Extracted data entries:
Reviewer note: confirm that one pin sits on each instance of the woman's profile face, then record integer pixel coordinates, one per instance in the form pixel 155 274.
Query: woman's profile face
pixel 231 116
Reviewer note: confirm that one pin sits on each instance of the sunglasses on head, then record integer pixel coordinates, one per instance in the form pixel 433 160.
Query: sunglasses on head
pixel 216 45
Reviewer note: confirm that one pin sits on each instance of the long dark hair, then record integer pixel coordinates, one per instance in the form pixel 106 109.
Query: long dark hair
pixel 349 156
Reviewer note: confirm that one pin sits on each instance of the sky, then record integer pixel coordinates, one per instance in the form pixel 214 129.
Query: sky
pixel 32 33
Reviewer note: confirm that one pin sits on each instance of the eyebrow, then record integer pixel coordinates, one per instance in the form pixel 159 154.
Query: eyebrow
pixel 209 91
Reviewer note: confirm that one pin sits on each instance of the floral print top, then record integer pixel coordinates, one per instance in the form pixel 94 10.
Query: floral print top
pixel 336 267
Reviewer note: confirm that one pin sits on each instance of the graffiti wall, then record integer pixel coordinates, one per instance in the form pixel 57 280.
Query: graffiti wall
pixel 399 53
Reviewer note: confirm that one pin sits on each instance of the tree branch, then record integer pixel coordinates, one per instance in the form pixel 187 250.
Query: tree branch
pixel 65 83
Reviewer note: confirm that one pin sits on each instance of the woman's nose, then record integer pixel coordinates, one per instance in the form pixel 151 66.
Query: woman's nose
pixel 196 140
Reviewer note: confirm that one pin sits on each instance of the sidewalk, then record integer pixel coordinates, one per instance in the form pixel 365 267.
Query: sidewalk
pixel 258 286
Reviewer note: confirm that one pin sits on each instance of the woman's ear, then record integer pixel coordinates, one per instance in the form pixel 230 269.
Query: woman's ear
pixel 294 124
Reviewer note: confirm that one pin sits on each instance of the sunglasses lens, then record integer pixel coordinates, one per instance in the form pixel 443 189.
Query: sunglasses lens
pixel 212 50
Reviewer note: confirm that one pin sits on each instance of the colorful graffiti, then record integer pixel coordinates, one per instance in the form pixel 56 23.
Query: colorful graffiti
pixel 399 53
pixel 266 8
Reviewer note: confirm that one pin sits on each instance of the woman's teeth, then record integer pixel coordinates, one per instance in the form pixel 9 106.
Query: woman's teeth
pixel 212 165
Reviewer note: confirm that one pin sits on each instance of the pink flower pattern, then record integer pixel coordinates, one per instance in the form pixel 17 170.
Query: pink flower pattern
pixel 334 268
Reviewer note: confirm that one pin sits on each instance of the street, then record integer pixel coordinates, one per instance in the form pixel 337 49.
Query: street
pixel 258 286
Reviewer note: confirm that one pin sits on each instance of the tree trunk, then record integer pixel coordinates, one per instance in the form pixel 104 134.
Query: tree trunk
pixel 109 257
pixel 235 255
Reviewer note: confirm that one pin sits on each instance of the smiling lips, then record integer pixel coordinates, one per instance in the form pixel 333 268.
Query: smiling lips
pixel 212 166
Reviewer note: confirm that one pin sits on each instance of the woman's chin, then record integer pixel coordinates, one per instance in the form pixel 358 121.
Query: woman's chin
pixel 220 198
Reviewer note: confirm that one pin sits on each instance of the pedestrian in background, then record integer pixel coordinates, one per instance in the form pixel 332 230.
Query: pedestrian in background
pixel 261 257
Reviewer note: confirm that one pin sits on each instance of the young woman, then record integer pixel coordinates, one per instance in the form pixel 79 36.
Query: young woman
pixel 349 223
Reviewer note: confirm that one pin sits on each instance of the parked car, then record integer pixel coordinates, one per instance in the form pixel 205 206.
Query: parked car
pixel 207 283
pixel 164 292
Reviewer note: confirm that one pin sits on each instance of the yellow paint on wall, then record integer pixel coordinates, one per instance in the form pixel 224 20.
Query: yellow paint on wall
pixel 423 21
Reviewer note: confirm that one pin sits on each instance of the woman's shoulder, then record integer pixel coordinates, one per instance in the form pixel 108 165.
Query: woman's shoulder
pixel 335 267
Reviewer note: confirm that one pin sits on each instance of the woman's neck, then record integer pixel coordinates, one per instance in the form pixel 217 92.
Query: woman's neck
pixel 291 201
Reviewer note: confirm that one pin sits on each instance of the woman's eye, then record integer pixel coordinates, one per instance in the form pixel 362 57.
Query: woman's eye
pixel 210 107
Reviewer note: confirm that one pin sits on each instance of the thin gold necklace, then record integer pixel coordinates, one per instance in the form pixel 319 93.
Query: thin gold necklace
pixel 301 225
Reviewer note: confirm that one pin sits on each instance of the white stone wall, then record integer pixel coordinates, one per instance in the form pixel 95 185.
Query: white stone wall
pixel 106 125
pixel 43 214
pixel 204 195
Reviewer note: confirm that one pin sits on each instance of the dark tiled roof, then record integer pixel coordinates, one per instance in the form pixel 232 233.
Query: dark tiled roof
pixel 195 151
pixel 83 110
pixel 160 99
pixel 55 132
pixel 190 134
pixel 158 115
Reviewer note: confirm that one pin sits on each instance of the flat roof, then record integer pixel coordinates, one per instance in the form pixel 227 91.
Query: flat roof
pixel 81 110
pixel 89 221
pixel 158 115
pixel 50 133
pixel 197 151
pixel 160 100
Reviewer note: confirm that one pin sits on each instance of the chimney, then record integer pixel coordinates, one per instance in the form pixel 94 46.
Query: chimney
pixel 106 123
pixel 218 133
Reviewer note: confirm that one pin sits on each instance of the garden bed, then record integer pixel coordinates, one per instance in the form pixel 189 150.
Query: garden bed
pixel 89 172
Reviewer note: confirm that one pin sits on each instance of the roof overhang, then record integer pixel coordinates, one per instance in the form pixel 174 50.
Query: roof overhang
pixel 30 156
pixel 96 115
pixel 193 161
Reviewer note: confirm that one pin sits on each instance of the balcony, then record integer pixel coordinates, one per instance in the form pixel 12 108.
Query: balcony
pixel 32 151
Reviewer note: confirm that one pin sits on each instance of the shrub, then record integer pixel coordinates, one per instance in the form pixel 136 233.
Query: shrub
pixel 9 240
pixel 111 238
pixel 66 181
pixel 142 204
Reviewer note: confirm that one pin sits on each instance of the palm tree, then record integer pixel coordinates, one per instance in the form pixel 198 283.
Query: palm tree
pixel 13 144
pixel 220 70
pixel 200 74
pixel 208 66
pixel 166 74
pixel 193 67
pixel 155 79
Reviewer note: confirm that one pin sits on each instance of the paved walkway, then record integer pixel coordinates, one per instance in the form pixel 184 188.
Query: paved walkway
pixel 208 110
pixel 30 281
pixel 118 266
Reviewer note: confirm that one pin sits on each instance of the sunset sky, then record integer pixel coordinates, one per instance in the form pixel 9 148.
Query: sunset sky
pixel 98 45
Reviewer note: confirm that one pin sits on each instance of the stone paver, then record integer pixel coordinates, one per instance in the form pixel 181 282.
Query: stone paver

> Your goal:
Restate the data above word for word. Leave nothing out.

> Output of the task:
Reviewer note: confirm that one pin sits on each instance of the woman's profile face, then record integer pixel coordinates, one per instance in the form pixel 155 274.
Query: woman's profile face
pixel 231 116
Reviewer note: confirm that one pin sits on each instance of the sunglasses on head, then record integer pixel coordinates, one per instance in the form pixel 433 160.
Query: sunglasses on head
pixel 216 45
Reviewer note: confirm that one pin sits on each instance of the long dark hair, then record integer pixel coordinates, one per instance in the form pixel 106 109.
Query: long dark hair
pixel 349 156
Reviewer note: confirm that one pin sits on each instance of the sky, then record integer pixel coordinates, one per instance in the form pixel 214 129.
Query: sky
pixel 32 33
Reviewer note: confirm that one pin sits on each instance of the eyebrow, then record integer pixel coordinates, one per instance in the form pixel 159 154.
Query: eyebrow
pixel 209 91
Reviewer note: confirm that one pin sits on each instance of the floral print top, then record integer pixel coordinates, one per instance in the form pixel 94 10.
Query: floral print top
pixel 336 267
Reviewer note: confirm that one pin sits on each instance of the graffiti wall, then record integer pixel coordinates, one per instance in the form pixel 57 280.
Query: graffiti wall
pixel 399 53
Reviewer note: confirm that one pin sits on each instance of the tree branch, then record integer pixel coordinates, one per instance in the form pixel 187 250.
Query: tree branch
pixel 65 83
Reviewer note: confirm that one pin sits on each instance of the woman's nose, then record integer pixel coordinates, one per instance in the form pixel 151 66.
Query: woman's nose
pixel 196 140
Reviewer note: confirm that one pin sits on each instance of the sidewalk, then record integer pixel coordinates, one per instance in the form pixel 365 267.
Query: sidewalk
pixel 258 286
Reviewer note: confirm that one pin sits on each instance of the woman's ear, then record integer pixel coordinates, one per instance in the form pixel 230 269.
Query: woman's ear
pixel 294 124
Reviewer note: confirm that one pin sits on each instance of the sunglasses lens, then record integer pixel coordinates, one per instance in the form pixel 443 189.
Query: sunglasses lens
pixel 212 50
Reviewer note: confirm that one pin sits on each instance of the colorful graffiti, then record integer pixel coordinates, one per instance in the form pixel 56 23.
Query: colorful graffiti
pixel 399 53
pixel 266 8
Reviewer note: confirm that one pin sits on each instance of the woman's teeth, then record integer pixel coordinates, one per instance in the form pixel 9 106.
Query: woman's teeth
pixel 212 165
Reviewer note: confirm that one pin sits on each instance of the pink flower pattern, then record integer pixel coordinates, one per instance in the form pixel 17 170.
Query: pink flower pattern
pixel 334 268
Reviewer note: confirm that one pin sits on each instance of the street, then record integer pixel coordinates, one per instance in the form pixel 337 49.
Query: street
pixel 258 286
Reviewer note: confirm that one pin sits on each instance of the tree trunk, then record integer pixel coordinates, one per instance in the form pixel 104 134.
Query: tree trunk
pixel 109 257
pixel 235 255
Reviewer note: confirm that one pin sits on each instance of the smiling lips, then record integer pixel coordinates, one per instance in the form pixel 333 268.
Query: smiling lips
pixel 212 166
Reviewer note: confirm that one pin sits on each instance of the woman's chin, then record integer pixel coordinates, one per instance in the form pixel 358 121.
Query: woman's chin
pixel 220 198
Reviewer note: confirm that one pin sits on each instance of the pedestrian in background, then record integer pixel coordinates, one per instance in the form pixel 332 230.
Query: pedestrian in background
pixel 261 257
Reviewer note: confirm that one pin sits on each instance of the young woman, then record integer pixel coordinates, one per instance in the form pixel 79 36.
Query: young woman
pixel 349 223
Reviewer note: confirm that one pin sits on each instance of the parked car, then record integer pixel coordinates, one per instance in the form pixel 205 206.
Query: parked car
pixel 207 283
pixel 164 292
Reviewer note: confirm that one pin sits on each instance of the yellow paint on wall, then record integer pixel coordinates, one per instance in the form pixel 224 20.
Query: yellow paint on wall
pixel 423 21
Reviewer note: confirm that one pin sits on each instance of the woman's shoulder, then record integer pixel coordinates, one per instance in the form pixel 108 165.
Query: woman's shoulder
pixel 335 267
Reviewer note: confirm that one pin sits on each instance of the woman's neck, then record integer pixel coordinates, one per instance in the form pixel 217 92.
Query: woman's neck
pixel 291 201
Reviewer note: confirm that one pin sits on each instance of the woman's eye, then record integer pixel coordinates, one per instance in the form pixel 362 57.
Query: woman's eye
pixel 210 107
Reviewer note: confirm that one pin sits on each instance of the thin gold necklace, then record integer pixel coordinates, one per instance in the form pixel 319 93.
Query: thin gold necklace
pixel 301 225
Reviewer note: confirm that one pin sits on each instance of the white stone wall, then record integer pixel coordinates, one per instance in the form pixel 95 185.
Query: white stone wall
pixel 106 125
pixel 43 214
pixel 204 195
Reviewer note: confirm that one pin sits on each instance of the dark tiled roof, then record integer pixel coordinates, one per instance in the form pixel 232 233.
Query: dark tiled roof
pixel 195 151
pixel 83 110
pixel 160 99
pixel 55 132
pixel 190 134
pixel 158 115
Reviewer note: confirm that one pin sits on each instance of the flat roof, then record integer pixel coordinates, one per instance in the form pixel 227 91.
Query: flat roof
pixel 81 110
pixel 89 221
pixel 158 115
pixel 50 133
pixel 197 151
pixel 160 100
Reviewer note: confirm that one pin sits on each instance of the chimney, then record integer pixel coordinates, one per instance in the form pixel 94 46.
Query: chimney
pixel 106 123
pixel 218 133
Reviewer note: confirm that one pin sits on each instance of the garden bed, then record integer pixel coordinates, one per instance in the form pixel 189 150.
Query: garden bed
pixel 89 172
Reviewer note: confirm that one pin sits on each instance of the roof overhang, then record integer pixel coordinates, one per instance in the form pixel 174 50.
Query: roof overhang
pixel 30 156
pixel 96 115
pixel 193 161
Reviewer note: confirm that one pin sits on each instance of the balcony, then record integer pixel coordinates, one per instance in the form pixel 12 108.
Query: balcony
pixel 32 151
Reviewer note: confirm that one pin sits on each instance of the shrub, then record integer pixel coordinates, one per instance in the form pixel 136 233.
Query: shrub
pixel 9 240
pixel 111 238
pixel 66 181
pixel 142 204
Reviewer note: confirm that one pin sits on each instance of the palm tree, then record integer pixel coordinates, one per instance in the form pixel 198 283.
Query: palm tree
pixel 13 144
pixel 220 70
pixel 200 74
pixel 208 66
pixel 166 74
pixel 193 67
pixel 155 79
Reviewer note: confirm that one pin sits on each instance of the paved walkway, then record integer pixel coordinates, one per instance in the form pixel 184 188.
Query: paved walkway
pixel 208 110
pixel 30 281
pixel 118 266
Reviewer note: confirm that one pin sits on each instance of the sunset sky, then record integer pixel coordinates, one per instance in the form pixel 9 148.
Query: sunset sky
pixel 98 45
Reviewer note: confirm that one pin sits on each instance of the stone paver, then record integer pixel coordinates, one per instance in the form pixel 181 282.
Query: stone paver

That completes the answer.